Ejercicio A: Por favor, cambia "Output" por "Result" en el tramo del listado que va desde la línea que contiene "of the concrete" hasta el final del listado. Devuelve solo esas líneas, con todo lo demás igual.

Bloque de texto:
MENSAJE DE NAVIDAD 2011 DEL SEÑOR OBISPO DE CHASCOMÚS
MONSEÑOR CARLOS H. MALFA


Queridos hermanos y hermanas: ¡Feliz Navidad!
Jesús yace en el pesebre, pero contiene todo el universo; está envuelto en pañales, y nos viste a nosotros de inmortalidad; no halló lugar en la posada, pero El fabrica su templo en el corazón de los fieles. Para que se hiciera fuerte la debilidad, se hizo débil la fortaleza”, así San Agustín nos habla de la Navidad (Sermón 190).


1.       Al principio existía la Palabra, y la Palabra estaba junto a Dios, y la Palabra era Dios” (Jn 1, 1). El Nacimiento acaecido en Belén tiene su raíz en la eternidad. El parto de María tiene su inicio antes del tiempo: el nacimiento de la Palabra-Dios del Padre-Dios en la unidad del Espíritu Santo. El Niño de Belén es la misma Palabra eterna que se hace hombre. Navidad es la memoria de un hecho histórico que ocurrido hace más de dos mil años nunca deja de ser contemporáneo: “La Palabra se hizo carne” (Jn 1, 14), esta Palabra  es “Dios de Dios, luz de luz, Dios verdadero de Dios verdadero” y “es el resplandor de su gloria y la impronta de su ser, sostiene el universo con su Palabra poderosa” (Heb 1, 3)

Cristo Jesús asume nuestra naturaleza humana para vivir en ella nuestra misma condición como lo describe sugestivamente San Pablo: “Cristo, que era de condición divina, no consideró esta igualdad con Dios como algo que debía guardar celosamente: al contrario, se anonadó a sí mismo, tomando la condición de servidor y haciéndose semejante a los hombres” (Fil 2, 6-7) Haciéndose hombre, la Palabra que es el Hijo Unigénito nos revela la paternidad de Dios, “después de haber hablado antiguamente a nuestros padres por medio de los Profetas, en muchas ocasiones y de diversas maneras, ahora, en este tiempo final, Dios nos habló por medio de su Hijo, a quien constituyó heredero de todas las cosas y por quien hizo el mundo” (Heb 1, 1-2).

Registros de una fuente de datos:
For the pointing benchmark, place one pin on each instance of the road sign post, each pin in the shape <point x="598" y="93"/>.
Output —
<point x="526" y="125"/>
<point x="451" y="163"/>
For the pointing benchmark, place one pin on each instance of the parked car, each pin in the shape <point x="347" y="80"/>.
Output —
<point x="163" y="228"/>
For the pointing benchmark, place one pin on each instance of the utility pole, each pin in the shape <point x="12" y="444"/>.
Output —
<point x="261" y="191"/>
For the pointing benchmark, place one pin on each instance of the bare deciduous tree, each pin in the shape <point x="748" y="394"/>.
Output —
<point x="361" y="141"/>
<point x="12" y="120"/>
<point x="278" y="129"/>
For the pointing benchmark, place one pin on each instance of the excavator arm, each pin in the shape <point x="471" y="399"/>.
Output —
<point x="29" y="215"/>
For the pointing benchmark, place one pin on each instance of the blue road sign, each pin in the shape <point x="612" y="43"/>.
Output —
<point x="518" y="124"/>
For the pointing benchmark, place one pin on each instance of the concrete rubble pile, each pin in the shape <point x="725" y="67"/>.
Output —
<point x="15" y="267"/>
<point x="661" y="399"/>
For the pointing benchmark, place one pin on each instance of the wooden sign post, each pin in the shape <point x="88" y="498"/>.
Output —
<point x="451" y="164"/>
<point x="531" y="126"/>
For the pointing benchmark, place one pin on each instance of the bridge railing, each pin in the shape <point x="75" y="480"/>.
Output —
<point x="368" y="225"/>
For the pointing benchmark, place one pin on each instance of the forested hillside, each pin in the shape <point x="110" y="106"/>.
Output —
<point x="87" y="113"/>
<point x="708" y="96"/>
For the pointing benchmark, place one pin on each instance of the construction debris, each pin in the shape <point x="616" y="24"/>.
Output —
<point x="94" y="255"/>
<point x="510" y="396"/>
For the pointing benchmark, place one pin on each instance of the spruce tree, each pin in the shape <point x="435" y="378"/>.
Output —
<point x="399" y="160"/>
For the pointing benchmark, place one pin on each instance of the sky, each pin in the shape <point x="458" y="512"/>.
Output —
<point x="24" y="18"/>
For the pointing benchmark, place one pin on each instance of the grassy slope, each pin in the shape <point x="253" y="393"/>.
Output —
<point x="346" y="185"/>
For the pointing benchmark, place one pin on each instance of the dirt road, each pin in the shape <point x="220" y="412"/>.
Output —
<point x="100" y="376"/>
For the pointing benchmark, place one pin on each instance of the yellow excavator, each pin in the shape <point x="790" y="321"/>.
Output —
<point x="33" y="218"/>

Ejercicio B: Prosigue el mensaje de Navidad a partir de su última oración.

Respuesta A:
For the pointing benchmark, place one pin on each instance of the concrete rubble pile, each pin in the shape <point x="725" y="67"/>.
Result —
<point x="15" y="267"/>
<point x="661" y="399"/>
For the pointing benchmark, place one pin on each instance of the wooden sign post, each pin in the shape <point x="88" y="498"/>.
Result —
<point x="451" y="164"/>
<point x="531" y="126"/>
For the pointing benchmark, place one pin on each instance of the bridge railing, each pin in the shape <point x="75" y="480"/>.
Result —
<point x="368" y="225"/>
For the pointing benchmark, place one pin on each instance of the forested hillside, each pin in the shape <point x="110" y="106"/>.
Result —
<point x="87" y="113"/>
<point x="708" y="96"/>
For the pointing benchmark, place one pin on each instance of the construction debris, each pin in the shape <point x="616" y="24"/>.
Result —
<point x="94" y="255"/>
<point x="510" y="396"/>
For the pointing benchmark, place one pin on each instance of the spruce tree, each pin in the shape <point x="435" y="378"/>.
Result —
<point x="399" y="160"/>
For the pointing benchmark, place one pin on each instance of the sky, each pin in the shape <point x="458" y="512"/>.
Result —
<point x="24" y="18"/>
For the pointing benchmark, place one pin on each instance of the grassy slope, each pin in the shape <point x="253" y="393"/>.
Result —
<point x="346" y="185"/>
For the pointing benchmark, place one pin on each instance of the dirt road, each pin in the shape <point x="220" y="412"/>.
Result —
<point x="100" y="376"/>
For the pointing benchmark, place one pin on each instance of the yellow excavator, each pin in the shape <point x="790" y="321"/>.
Result —
<point x="33" y="218"/>

Respuesta B:
Jesús es la “Palabra” eterna que se “hizo carne” y vino a nosotros para que veamos al Invisible y hacernos hijos en El y hermanos entre nosotros.


2. “Y la Palabra se hizo carne y habitó entre nosotros” (Jn 1,14).
Este hecho cambia la condición humana: “la gracia y la verdad nos han llegado por Jesucristo” (Jn 1,17). El hombre recibe la “gracia” y el don de la “verdad”, la “gracia de verdad”, concediéndole dos certezas: una de razón y una de fe. Una certeza de razón: “el hombre no puede vivir sin amor. El permanece para sí mismo un ser incomprensible, su vida está privada de sentido si no se le revela el amor, sino se encuentra con el amor, si no lo experimenta y lo hace propio, si no participa en él vivamente” (Juan Pablo II, encíclica Redemptor hominis 10).

Una certeza de fe: “Dios amó tanto al mundo, que entregó a su Hijo único para que todo el que cree en él no muera, sino que tenga Vida eterna. Porque Dios no envió a su Hijo para juzgar al mundo, sino para que el mundo se salve por Él” (Jn, 3,16-17).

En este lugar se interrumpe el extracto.